REQUIRED WORK
Pull out every line from the one containing "Labeling guideline: look at the image above and mark any cluster" down to the final line below, including both, and reproduce them word for word.

SOURCE DATA
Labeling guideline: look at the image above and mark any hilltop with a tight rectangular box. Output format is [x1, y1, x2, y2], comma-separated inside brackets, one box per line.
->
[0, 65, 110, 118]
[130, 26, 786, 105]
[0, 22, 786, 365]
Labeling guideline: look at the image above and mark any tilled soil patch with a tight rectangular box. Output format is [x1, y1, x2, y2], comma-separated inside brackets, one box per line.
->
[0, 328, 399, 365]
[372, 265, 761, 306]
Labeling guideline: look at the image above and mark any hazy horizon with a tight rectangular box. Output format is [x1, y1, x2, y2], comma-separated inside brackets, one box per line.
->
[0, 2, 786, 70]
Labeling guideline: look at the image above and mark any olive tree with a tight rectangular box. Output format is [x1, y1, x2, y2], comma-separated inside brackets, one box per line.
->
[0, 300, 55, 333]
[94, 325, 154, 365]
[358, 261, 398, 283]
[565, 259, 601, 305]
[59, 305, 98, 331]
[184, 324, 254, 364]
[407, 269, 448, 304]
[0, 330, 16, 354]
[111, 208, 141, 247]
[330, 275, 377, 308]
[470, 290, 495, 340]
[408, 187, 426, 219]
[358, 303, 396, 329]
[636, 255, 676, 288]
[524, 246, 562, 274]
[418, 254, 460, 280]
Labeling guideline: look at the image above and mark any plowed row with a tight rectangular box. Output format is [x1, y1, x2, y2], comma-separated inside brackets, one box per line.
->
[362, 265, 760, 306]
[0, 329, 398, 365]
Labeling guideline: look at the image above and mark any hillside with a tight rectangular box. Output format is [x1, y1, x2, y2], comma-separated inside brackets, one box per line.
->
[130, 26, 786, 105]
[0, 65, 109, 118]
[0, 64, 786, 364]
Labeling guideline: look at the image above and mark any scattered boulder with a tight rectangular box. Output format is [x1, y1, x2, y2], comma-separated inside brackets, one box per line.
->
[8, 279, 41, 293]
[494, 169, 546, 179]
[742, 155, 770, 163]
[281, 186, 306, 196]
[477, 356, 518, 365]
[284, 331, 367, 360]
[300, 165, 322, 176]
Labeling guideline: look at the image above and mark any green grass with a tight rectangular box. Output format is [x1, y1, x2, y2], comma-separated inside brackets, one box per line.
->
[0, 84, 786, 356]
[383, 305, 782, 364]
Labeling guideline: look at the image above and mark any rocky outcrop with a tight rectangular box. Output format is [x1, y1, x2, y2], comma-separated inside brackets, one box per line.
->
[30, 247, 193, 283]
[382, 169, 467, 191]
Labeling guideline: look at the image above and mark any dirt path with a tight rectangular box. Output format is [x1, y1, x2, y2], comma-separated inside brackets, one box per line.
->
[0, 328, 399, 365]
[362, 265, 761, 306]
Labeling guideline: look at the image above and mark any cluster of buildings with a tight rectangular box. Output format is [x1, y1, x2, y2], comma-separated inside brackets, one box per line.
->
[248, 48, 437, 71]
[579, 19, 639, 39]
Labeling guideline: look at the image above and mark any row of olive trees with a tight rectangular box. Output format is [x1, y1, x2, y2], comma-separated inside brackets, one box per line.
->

THE RESPONSE
Labeling guideline: look at the image above and mark any cluster of buildings with a tight rectangular box. Output format is [x1, y1, x2, y2], comma-separated inside brackets, one box per line.
->
[248, 48, 437, 71]
[579, 19, 639, 39]
Labeling guideline: look at the image above and mark any row of olive trees with a tight rectangular box. Output format is [x1, y1, x2, y2], comma-separated inside brackets, one box per line.
->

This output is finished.